→ **Given instruction**: Can you rewrite every line of the records below as a Markdown table with two columns, Number and Line, skipping blank lines? Leave the pictures out of your answer.

--- start Records shown ---

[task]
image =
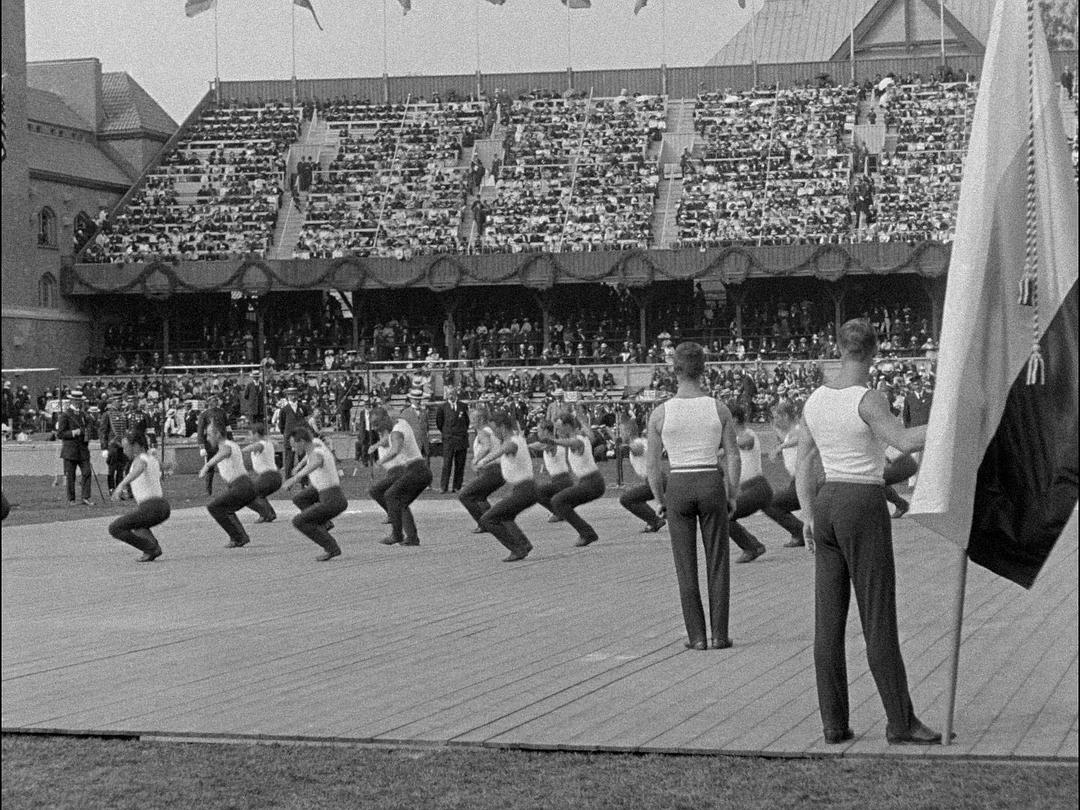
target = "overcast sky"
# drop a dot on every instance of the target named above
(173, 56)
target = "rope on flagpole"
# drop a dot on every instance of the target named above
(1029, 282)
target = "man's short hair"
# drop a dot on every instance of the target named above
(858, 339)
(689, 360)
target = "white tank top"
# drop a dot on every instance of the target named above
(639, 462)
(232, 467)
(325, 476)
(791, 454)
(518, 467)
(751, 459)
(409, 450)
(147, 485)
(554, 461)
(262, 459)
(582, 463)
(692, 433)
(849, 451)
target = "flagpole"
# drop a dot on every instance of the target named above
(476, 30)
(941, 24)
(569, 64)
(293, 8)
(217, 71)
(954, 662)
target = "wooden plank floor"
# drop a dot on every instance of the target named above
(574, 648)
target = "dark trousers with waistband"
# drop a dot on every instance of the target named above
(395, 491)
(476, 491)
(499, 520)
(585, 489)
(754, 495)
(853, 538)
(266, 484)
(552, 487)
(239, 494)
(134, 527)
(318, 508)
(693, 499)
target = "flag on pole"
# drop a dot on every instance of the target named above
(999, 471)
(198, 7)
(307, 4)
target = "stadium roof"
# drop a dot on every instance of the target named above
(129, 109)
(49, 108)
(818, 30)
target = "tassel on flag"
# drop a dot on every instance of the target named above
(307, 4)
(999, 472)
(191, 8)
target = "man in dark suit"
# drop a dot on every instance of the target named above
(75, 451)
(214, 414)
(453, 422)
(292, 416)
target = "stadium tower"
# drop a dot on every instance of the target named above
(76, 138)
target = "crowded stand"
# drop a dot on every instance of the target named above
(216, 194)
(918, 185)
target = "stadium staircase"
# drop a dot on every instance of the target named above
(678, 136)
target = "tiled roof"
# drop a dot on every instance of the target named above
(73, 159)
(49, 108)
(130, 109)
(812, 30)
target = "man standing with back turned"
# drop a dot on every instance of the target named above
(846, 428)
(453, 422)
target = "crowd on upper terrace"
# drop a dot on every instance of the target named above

--- end Records shown ---

→ **Written reply**:
| Number | Line |
|---|---|
| 1 | [task] |
| 2 | image = |
| 3 | target = "overcast sky" |
| 4 | # drop a dot on every instance of the target named above |
| 5 | (173, 56) |
| 6 | target = "rope on flagpole" |
| 7 | # drop a dot on every instance of the target named above |
| 8 | (1029, 282) |
| 9 | target = "man's short hair" |
| 10 | # drop a dot on every instance of the target named above |
| 11 | (858, 339) |
| 12 | (689, 360) |
| 13 | target = "white tank top" |
| 14 | # drop a dot on every instance of the target named above |
| 15 | (639, 462) |
| 16 | (232, 467) |
| 17 | (325, 476) |
| 18 | (791, 454) |
| 19 | (518, 467) |
| 20 | (751, 459) |
| 21 | (409, 450) |
| 22 | (147, 485) |
| 23 | (554, 461) |
| 24 | (262, 459) |
| 25 | (582, 463) |
| 26 | (692, 433) |
| 27 | (849, 451) |
| 28 | target = "flagpole" |
| 29 | # drop a dot on every instance of the target named above |
| 30 | (476, 30) |
| 31 | (941, 24) |
| 32 | (569, 64) |
| 33 | (293, 8) |
| 34 | (217, 71) |
| 35 | (954, 662) |
| 36 | target = "wooden plank floor" |
| 37 | # drop a dot on every instance of the target named above |
| 38 | (574, 648) |
| 39 | target = "dark trousers with waistband" |
| 40 | # drop a dot on every instance of the target named above |
| 41 | (395, 491) |
| 42 | (476, 491) |
| 43 | (499, 520) |
| 44 | (585, 489) |
| 45 | (754, 495) |
| 46 | (853, 538) |
| 47 | (266, 484) |
| 48 | (552, 487) |
| 49 | (239, 494) |
| 50 | (134, 527) |
| 51 | (318, 508) |
| 52 | (693, 499) |
| 53 | target = "flag on pole" |
| 54 | # drop a dot on every instance of the target named above |
| 55 | (999, 471) |
| 56 | (198, 7) |
| 57 | (307, 4) |
| 58 | target = "stadium roof" |
| 59 | # drop a dot on every instance of the target named above |
| 60 | (129, 109) |
| 61 | (49, 108) |
| 62 | (818, 30) |
| 63 | target = "tassel on flag" |
| 64 | # drop a dot on every instance of the target named above |
| 65 | (307, 4) |
| 66 | (999, 472) |
| 67 | (191, 8) |
| 68 | target = "man in dark suit" |
| 69 | # drop a dot on every instance of the target named above |
| 70 | (75, 451) |
| 71 | (214, 414) |
| 72 | (453, 422) |
| 73 | (292, 416) |
| 74 | target = "stadium tower" |
| 75 | # drop a dot on every instance of the target named above |
| 76 | (76, 138) |
| 77 | target = "crowded stand" |
| 78 | # drop a dot on every instance of the target named above |
| 79 | (216, 194) |
| 80 | (918, 185) |
| 81 | target = "stadium staircase" |
| 82 | # drop a dot on every instance of the target named above |
| 83 | (678, 136) |
| 84 | target = "tiled roof" |
| 85 | # drop a dot on every instance of the target named above |
| 86 | (73, 159) |
| 87 | (49, 108) |
| 88 | (130, 109) |
| 89 | (812, 30) |
| 90 | target = "man standing with back turned" |
| 91 | # drop a dot on every instance of the target named above |
| 92 | (846, 428) |
| 93 | (453, 422) |
| 94 | target = "crowd on upper terrace" |
| 95 | # drop a dot on every instance of the target named above |